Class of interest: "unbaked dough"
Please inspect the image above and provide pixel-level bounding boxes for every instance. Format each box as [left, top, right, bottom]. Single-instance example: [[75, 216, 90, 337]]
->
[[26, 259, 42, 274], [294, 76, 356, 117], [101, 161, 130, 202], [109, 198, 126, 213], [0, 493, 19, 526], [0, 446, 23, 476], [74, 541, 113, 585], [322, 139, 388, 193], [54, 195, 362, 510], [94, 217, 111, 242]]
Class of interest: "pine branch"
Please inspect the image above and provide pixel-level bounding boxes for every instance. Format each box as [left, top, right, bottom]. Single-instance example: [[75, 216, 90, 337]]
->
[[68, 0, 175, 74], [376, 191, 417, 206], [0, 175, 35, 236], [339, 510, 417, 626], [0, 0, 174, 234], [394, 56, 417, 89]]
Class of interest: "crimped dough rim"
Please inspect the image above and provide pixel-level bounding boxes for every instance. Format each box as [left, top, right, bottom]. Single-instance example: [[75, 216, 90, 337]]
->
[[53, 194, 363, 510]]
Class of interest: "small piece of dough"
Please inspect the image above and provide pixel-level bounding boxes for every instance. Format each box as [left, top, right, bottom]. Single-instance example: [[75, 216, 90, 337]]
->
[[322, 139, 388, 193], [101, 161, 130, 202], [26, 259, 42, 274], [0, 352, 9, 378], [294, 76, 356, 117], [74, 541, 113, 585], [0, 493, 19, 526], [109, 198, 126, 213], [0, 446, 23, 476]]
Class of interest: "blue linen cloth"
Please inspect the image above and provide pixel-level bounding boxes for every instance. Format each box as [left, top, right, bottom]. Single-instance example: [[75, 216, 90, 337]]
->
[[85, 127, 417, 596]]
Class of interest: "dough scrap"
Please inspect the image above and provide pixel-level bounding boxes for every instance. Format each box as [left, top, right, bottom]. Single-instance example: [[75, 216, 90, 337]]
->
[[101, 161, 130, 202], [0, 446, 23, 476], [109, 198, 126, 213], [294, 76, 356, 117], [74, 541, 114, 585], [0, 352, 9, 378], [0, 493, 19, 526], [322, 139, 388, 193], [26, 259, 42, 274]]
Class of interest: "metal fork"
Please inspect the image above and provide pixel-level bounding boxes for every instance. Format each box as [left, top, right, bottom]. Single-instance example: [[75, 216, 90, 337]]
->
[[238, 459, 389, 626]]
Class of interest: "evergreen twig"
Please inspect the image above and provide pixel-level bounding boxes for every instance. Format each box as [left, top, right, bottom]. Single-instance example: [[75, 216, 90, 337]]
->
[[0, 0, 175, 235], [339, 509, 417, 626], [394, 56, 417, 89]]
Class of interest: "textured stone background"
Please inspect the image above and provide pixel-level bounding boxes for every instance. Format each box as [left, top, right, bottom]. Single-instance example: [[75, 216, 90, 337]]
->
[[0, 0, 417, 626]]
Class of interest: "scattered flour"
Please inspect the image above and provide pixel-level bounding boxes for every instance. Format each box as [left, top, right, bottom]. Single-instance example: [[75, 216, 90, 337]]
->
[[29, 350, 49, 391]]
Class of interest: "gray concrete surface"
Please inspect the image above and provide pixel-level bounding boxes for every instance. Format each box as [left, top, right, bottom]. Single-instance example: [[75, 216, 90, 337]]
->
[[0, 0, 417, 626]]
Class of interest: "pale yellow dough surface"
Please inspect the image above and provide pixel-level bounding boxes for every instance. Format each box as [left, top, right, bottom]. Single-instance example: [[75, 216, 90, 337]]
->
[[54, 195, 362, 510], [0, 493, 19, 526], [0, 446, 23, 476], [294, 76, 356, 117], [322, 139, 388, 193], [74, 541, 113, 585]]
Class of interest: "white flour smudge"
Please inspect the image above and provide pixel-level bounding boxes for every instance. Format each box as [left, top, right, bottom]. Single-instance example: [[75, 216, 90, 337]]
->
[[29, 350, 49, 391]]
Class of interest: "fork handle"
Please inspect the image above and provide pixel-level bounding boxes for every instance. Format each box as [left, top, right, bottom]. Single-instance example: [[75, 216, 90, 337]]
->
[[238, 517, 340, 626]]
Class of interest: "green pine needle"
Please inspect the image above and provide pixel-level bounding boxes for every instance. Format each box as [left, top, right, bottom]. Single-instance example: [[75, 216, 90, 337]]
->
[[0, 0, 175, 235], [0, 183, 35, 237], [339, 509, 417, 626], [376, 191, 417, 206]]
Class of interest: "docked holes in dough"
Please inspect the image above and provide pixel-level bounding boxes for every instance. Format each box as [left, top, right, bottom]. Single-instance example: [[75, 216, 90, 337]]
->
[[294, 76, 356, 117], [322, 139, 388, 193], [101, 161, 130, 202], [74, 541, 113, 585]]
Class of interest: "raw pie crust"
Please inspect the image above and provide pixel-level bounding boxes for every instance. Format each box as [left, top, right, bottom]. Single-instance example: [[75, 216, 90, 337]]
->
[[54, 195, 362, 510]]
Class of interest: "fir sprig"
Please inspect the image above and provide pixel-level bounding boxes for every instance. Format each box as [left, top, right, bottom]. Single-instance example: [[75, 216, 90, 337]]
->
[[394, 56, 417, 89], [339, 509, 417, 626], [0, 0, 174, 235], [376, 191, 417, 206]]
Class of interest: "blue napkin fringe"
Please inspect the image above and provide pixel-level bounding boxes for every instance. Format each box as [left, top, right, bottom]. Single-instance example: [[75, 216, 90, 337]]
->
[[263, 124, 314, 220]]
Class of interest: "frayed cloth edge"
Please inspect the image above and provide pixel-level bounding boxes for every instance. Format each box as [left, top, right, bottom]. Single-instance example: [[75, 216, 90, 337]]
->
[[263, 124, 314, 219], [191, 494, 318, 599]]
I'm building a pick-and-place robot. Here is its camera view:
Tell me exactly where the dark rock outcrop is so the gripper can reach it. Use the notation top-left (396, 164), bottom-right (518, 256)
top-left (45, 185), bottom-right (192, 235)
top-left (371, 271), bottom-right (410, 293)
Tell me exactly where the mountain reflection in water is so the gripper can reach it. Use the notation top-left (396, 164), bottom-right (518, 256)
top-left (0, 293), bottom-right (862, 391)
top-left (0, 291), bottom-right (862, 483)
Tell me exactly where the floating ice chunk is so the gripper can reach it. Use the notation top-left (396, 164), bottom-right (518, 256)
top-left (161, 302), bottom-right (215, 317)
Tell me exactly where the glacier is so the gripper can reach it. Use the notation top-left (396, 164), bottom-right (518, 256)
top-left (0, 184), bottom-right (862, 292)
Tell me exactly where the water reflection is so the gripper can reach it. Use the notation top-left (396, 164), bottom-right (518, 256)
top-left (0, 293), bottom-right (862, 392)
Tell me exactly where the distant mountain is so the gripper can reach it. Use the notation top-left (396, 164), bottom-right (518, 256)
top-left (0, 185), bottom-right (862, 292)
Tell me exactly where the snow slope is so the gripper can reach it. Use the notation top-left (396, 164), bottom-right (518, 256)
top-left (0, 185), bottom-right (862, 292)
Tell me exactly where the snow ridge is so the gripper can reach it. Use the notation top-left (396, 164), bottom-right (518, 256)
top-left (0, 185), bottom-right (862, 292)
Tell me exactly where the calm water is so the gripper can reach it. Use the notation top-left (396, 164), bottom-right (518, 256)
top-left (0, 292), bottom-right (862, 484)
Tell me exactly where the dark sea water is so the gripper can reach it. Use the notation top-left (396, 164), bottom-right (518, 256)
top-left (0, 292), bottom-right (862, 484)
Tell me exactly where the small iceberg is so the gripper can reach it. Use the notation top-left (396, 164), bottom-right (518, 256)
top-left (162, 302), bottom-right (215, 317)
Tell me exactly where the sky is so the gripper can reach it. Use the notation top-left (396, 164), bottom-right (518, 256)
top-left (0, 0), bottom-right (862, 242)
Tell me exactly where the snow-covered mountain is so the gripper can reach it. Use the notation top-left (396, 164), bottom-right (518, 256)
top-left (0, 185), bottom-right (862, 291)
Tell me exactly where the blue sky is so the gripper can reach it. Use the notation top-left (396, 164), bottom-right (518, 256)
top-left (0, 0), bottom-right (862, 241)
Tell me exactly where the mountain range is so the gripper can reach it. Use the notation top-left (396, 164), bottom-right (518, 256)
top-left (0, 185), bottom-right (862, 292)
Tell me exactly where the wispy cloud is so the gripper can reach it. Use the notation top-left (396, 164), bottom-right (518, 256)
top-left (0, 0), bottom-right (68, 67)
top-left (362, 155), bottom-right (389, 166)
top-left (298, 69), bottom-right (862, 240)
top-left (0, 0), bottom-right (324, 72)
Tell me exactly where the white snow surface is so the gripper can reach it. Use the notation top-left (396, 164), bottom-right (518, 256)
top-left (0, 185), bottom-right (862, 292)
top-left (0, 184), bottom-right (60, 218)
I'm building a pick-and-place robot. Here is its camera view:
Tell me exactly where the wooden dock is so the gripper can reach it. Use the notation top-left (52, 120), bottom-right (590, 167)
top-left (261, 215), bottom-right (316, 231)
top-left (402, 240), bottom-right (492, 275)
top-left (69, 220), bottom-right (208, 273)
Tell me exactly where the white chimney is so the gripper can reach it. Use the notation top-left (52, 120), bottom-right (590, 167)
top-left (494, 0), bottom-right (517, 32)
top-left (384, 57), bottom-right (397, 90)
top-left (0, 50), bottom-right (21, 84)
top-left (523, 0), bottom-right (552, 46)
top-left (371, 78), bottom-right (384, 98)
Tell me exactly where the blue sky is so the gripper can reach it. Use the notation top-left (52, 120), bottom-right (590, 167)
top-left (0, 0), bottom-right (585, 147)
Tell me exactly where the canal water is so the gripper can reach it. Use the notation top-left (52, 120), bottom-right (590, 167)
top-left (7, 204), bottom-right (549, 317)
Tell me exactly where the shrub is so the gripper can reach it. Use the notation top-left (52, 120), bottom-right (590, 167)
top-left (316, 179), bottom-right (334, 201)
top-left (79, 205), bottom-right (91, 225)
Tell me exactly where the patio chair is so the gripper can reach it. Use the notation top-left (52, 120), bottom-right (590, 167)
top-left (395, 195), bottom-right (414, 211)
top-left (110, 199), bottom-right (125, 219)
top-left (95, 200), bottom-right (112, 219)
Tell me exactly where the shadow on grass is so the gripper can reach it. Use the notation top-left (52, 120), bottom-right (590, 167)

Stated problem :: Revise the material from the line containing "Tell me exactly where the wispy" through the line containing "top-left (95, 200), bottom-right (112, 219)", inclusive, replacing "canal water" with "river water" and leaving everything else unchanged. Give back only those lines.

Task response ::
Tell me exactly where the wispy cloud is so the gripper can reach it. Use the notation top-left (396, 164), bottom-right (518, 256)
top-left (0, 0), bottom-right (68, 67)
top-left (362, 155), bottom-right (389, 166)
top-left (298, 69), bottom-right (862, 240)
top-left (0, 0), bottom-right (324, 72)
Tell me exactly where the white snow surface is so the gripper can reach it. Use the notation top-left (396, 164), bottom-right (518, 256)
top-left (0, 185), bottom-right (862, 292)
top-left (0, 184), bottom-right (60, 218)
I'm building a pick-and-place robot. Here is its camera view:
Tell me exactly where the wooden dock is so the gripper can reach it. Use the notation top-left (52, 120), bottom-right (590, 167)
top-left (261, 215), bottom-right (316, 231)
top-left (402, 240), bottom-right (492, 275)
top-left (69, 220), bottom-right (208, 273)
Tell me exactly where the white chimney is so the gripper can reach it. Use the notation top-left (52, 120), bottom-right (590, 167)
top-left (494, 0), bottom-right (517, 32)
top-left (384, 57), bottom-right (397, 90)
top-left (0, 50), bottom-right (21, 84)
top-left (523, 0), bottom-right (552, 46)
top-left (371, 78), bottom-right (384, 98)
Tell me exactly where the blue sky is so the gripper can reach it. Use the notation top-left (52, 120), bottom-right (590, 167)
top-left (0, 0), bottom-right (585, 147)
Tell me exactly where the river water is so the gripper can reach it. Use the notation top-left (52, 120), bottom-right (590, 167)
top-left (7, 204), bottom-right (549, 317)
Tell me exactly where the shrub is so the gripper can reach it. Use the notation top-left (52, 120), bottom-right (590, 167)
top-left (316, 179), bottom-right (334, 201)
top-left (79, 205), bottom-right (91, 225)
Tell me exactly where the patio chair is so the gripper can reach it. Use the notation top-left (52, 120), bottom-right (590, 167)
top-left (395, 195), bottom-right (414, 211)
top-left (110, 199), bottom-right (125, 219)
top-left (95, 200), bottom-right (112, 219)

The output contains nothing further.